Exercise input>
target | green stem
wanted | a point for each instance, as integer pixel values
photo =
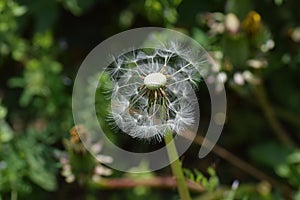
(176, 167)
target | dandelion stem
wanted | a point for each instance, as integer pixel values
(176, 167)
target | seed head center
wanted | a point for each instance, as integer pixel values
(155, 81)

About this task> Beginning with the line that holds "target | dandelion stem" and ending with the last line of the material, output each line exactly and nothing beyond them.

Task result>
target | dandelion stem
wanted | a point for each instance, as integer pixel values
(176, 167)
target | seed head center
wanted | a point for each instance, as integer pixel values
(155, 81)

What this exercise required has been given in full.